A adoção, entendida pelo constituinte como instrumento de proteção da criança e do adolescente, é prevista no § 5º do mesmo artigo, que traz a seguinte redação: “a adoção será assistida pelo Poder Público, na forma da lei”.

O Estatuto da Criança e do Adolescente vem justamente para dispor sobre a proteção da criança e do adolescente e, nesta esteira, é atualmente o diploma legal que regulamenta o processo de adoção.

Tamanha a importância do ECA neste processo — fato que impõe necessariamente a observância de seus preceitos, especialmente o seu princípio fundamental da proteção integral — que o próprio Código Civil prevê que a adoção se dará nos termos do Estatuto da Criança e do Adolescente1.

A adoção, em termos gerais, é o ato de colocar a criança ou o adolescente em família substituta quando não houver as condições de bem-estar necessárias para mantê-lo em sua família natural2 ou extensa3, ou seja, de ser acolhido por parentes próximos. A adoção é considerada uma exceção, medida aplicável apenas quando não for realmente possível manter a criança ou o adolescente com a família natural ou extensa4.

O conceito em geral utilizado na doutrina é de Maria Helena Diniz, que define adoção como:

Ato jurídico solene pelo qual, observados os requisitos legais, alguém estabelece, independentemente de qualquer relação de parentesco consanguíneo ou afim, vínculo fictício de filiação, trazendo para sua família, na condição de filho, pessoa que, geralmente, lhe é estranha.5

O critério básico para se constatar a impossibilidade de manutenção da criança ou do adolescente em sua família natural ou extensa é o mesmo utilizado para reconhecer a perda do poder familiar. O Código Civil, em seu art. 1.638, traz as causas de perda do poder familiar6, entretanto a previsão é demasiadamente aberta, restando ao magistrado, no caso concreto, resolver a questão.

--- --- ---

▸ Instruções:
• a. Indique se cada afirmação abaixo está de acordo com o trecho sobre adoção. Responda sim ou não e cite literalmente as palavras do trecho que decidem a resposta. (i) O Código Civil determina que a adoção seguirá os termos do Estatuto da Criança e do Adolescente. (ii) A adoção é a medida preferencial e se aplica antes de qualquer tentativa de manter a criança com a família natural. (iii) O art. 1.638 do Código Civil enumera as causas de perda do poder familiar de modo fechado e detalhado.
• b. Prossiga a redação do trecho sobre adoção a partir de sua última frase.

--- --- ---

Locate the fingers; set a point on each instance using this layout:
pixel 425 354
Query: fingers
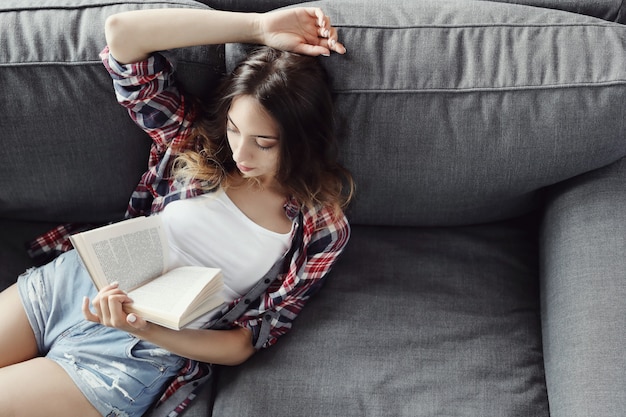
pixel 87 311
pixel 327 33
pixel 108 306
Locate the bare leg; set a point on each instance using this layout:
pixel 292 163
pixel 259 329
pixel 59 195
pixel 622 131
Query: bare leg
pixel 41 388
pixel 17 341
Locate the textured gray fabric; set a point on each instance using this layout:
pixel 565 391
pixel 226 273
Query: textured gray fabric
pixel 412 322
pixel 611 10
pixel 60 120
pixel 583 285
pixel 469 108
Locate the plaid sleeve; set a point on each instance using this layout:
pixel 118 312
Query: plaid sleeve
pixel 325 237
pixel 148 90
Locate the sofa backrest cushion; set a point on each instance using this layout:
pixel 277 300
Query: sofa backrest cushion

--- --- ---

▸ Respostas por tarefa:
• a.
(i) Sim: "o próprio Código Civil prevê que a adoção se dará nos termos do Estatuto da Criança e do Adolescente".
(ii) Não: "A adoção é considerada uma exceção, medida aplicável apenas quando não for realmente possível manter a criança ou o adolescente com a família natural ou extensa".
(iii) Não: "entretanto a previsão é demasiadamente aberta, restando ao magistrado, no caso concreto, resolver a questão".

• b.
Na mesma esteira, o Estatuto da Criança e do Adolescente determina, de forma bastante ampla, que a perda do poder familiar se dará quando se descumprirem os deveres estipulados pela Lei7, quais sejam, sustento, guarda e educação8.

Importante destacar que a carência financeira, por si só, não é razão suficiente para a perda do poder familiar9.

A adoção também pode se dar pela manifestação livre de vontade dos pais biológicos em colocar a criança ou o adolescente menor à disposição para adoção por família substituta, sendo que nestas hipóteses é obrigatório o encaminhamento da mãe que o pretenda à Vara da Infância e da Juventude do local10.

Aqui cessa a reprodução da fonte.